- [Task 1]:
In the commentary on Tarantino's films, which scene in Pulp Fiction does the writer say went on too long?

* START Excerpted passage *

Perhaps I am prematurely aged, but my love for Tarantino waned quickly. I liked Pulp Fiction enough to see it multiple times in the theater, but there were moments that shined brighter than others. I love everything about The Gimp. That bit of weirdness spoke to my burgeoning love of the absurd. I enjoyed (almost) everything about the middle section highlighting Bruce Willis’s character. I was iffy on the last act. The final scene in the diner went on too long. In fact, if one thing seemed to change from Reservoir Dogs to Pulp Fiction, it was the way the dialogue landed. Watching the first film, made up almost entirely of men talking to (and yelling at) each other, I was never bored. Nothing felt stretched too far. Would that I could say that about the follow up. The hipper-than-thou dialogue for which Tarantino is often celebrated tends to irk me. Or, worse, I get bored when the characters talk too fucking much.
Want an example? Consider the final show down between The Bride (revealed to be named Beatrix at that point, which is supposed to be a big reveal, though I’ve yet to figure why the fuck it matters) and Bill, the culmination of two films worth of killings and hyper-stylizing sword fights. After so much time, the scene finally arrives! But it’s almost immediately buried in a superfluous Superman analogy, long-as-holy-fuck chat, and a ridiculous anticlimax. If only fewer reviews had patted QT on the back for his dialogue, perhaps he might not have felt the need to let every damn word in his head leak onto paper, celluloid.
I know I’m in the minority. Tarantino has passionate (damn near rabid) fans. I’m used to reading/hearing lauds and praises heaped upon each new film, even when I disagree. I’m fine admitting that Tarantino’s films are just not my thing, that I don’t positively respond to them, and that that by no means negates the positive criticism his films receive. It’s my thing. That’s fine. But. . . can we maybe admit for a second that Tarantino’s strengths are in the visual composition of his films, the choice of music, the audio/visual manipulation of the viewer, and that the stories are often just okay?
The seams started to show when I saw the first Kill Bill. I couldn’t help but wonder why Lucy Liu’s character got so much screen time, even having an animated sequence devoted to her character, when Vivica Fox was quickly dispensed with. Sure, Lucy Liu was a big shot mobster in Japan and harder to get to and, in order to dispense with her guards, The Bride needed to get a special sword, adding a subplot about a retired sword maker and an overlong scene in a sushi bar. I suspected that QT wanted Kill Bill to be one long film, though, after the studio objected to a movie longer than two hours (these were the days before Marvel films made three hour film runs the norm) he split them up and padded out the now two short films. Obviously this is not the case. More likely: Tarantino just likes dialogue. And, apparently, so do his fans. Me? I’m less jazzed by long, talky scenes like the barroom chatfest in Inglorious Basterds.

* END Excerpted passage *

- [Task 2]:
Show every line of the entries below that contains the string "sign". Case counts.

* START Material shown *

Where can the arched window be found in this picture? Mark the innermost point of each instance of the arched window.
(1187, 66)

* END Material shown *
* START Material shown *

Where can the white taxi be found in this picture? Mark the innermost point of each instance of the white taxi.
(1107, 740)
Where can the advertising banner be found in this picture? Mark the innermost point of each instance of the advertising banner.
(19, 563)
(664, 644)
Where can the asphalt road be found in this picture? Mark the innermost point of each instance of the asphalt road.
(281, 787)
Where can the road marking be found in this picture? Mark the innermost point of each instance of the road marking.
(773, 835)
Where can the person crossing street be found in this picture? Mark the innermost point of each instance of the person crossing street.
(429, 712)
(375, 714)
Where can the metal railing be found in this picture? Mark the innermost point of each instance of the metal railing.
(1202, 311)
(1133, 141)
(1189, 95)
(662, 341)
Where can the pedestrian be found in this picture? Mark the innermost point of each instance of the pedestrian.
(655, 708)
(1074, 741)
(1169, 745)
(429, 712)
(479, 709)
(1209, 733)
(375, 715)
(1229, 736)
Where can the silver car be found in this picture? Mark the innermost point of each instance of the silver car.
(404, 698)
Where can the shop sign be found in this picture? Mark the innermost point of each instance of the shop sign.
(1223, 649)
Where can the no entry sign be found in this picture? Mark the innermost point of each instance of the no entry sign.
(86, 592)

* END Material shown *

- [Worked solution 1]:
The final scene in the diner.

- [Worked solution 2]:
Where can the shop sign be found in this picture? Mark the innermost point of each instance of the shop sign.
Where can the no entry sign be found in this picture? Mark the innermost point of each instance of the no entry sign.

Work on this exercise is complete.